■ **DATA SUPPLIED**:
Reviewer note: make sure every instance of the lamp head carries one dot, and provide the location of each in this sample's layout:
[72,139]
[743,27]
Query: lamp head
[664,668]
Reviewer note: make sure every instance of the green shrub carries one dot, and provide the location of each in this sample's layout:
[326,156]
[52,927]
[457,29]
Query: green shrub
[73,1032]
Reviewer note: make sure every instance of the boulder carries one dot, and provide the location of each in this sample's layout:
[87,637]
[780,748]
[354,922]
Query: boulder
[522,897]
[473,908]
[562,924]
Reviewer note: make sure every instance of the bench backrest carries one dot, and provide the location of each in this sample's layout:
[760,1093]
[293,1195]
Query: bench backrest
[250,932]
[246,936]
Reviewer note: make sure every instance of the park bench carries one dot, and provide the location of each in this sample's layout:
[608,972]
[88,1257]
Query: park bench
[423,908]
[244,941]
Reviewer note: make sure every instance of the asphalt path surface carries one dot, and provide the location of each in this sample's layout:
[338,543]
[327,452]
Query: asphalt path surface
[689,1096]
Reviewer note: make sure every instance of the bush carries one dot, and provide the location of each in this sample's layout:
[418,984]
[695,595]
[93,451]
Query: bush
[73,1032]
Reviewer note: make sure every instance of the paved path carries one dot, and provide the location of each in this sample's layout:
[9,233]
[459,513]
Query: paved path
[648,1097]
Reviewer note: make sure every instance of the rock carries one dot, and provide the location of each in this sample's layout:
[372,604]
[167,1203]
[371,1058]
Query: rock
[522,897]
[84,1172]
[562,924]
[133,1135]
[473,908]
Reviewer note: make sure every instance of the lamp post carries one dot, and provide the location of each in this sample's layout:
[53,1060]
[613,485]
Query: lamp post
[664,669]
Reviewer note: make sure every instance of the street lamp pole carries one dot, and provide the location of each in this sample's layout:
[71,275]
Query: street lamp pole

■ **THE REQUEST**:
Render the stretch from the line containing "Reviewer note: make sure every instance of the street" through the end of the rows as a numbered list, omitting any blank lines.

■ **TASK SOLUTION**:
1. Reviewer note: make sure every instance of the street lamp pole carries one dot, and provide the location of each in this sample's layout:
2. [71,275]
3. Query: street lamp pole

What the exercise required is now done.